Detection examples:
★ ★ ★

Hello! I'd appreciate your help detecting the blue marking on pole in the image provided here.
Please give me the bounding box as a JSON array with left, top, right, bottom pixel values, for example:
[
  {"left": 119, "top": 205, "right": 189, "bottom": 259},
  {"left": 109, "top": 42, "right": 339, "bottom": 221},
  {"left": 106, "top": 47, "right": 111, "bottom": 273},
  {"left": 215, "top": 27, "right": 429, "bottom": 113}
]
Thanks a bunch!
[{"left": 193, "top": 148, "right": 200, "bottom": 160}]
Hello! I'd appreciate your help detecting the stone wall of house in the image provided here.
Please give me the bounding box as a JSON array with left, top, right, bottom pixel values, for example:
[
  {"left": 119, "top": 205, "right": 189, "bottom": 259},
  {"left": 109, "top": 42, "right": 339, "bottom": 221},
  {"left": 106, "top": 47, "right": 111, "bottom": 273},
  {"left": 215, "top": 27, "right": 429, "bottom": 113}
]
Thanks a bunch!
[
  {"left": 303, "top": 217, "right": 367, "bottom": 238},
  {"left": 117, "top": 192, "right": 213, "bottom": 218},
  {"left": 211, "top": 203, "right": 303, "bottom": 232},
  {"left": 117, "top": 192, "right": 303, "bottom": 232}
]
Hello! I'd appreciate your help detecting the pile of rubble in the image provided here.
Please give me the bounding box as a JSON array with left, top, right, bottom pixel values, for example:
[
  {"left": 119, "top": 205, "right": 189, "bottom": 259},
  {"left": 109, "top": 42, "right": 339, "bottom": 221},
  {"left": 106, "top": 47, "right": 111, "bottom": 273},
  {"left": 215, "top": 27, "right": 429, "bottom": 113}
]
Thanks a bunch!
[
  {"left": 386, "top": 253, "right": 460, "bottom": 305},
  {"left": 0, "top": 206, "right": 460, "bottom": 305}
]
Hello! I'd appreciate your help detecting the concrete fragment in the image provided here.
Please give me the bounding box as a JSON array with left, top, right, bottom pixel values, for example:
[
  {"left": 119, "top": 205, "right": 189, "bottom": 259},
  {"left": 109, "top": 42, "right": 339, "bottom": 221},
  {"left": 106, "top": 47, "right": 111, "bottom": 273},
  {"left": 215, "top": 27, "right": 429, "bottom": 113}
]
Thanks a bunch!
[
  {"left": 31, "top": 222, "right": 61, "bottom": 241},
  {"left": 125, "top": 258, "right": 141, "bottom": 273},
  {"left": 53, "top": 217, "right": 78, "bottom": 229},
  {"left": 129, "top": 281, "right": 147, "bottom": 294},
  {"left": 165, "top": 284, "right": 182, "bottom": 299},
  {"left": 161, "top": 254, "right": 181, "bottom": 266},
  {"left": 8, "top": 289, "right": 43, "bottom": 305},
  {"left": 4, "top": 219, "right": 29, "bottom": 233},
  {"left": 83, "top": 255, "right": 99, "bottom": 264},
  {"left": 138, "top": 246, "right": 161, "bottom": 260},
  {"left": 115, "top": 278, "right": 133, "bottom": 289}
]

★ ★ ★

AIM OF THE TASK: Go through the entries above and keep only the lines that contain the word "here".

THE ANSWER:
Hello! I'd appreciate your help detecting the blue marking on pole in the image provided here.
Hello! I'd appreciate your help detecting the stone wall of house in the image provided here.
Hello! I'd appreciate your help detecting the pile of rubble in the image provided here.
Hello! I'd appreciate your help detecting the concrete fragment in the image provided here.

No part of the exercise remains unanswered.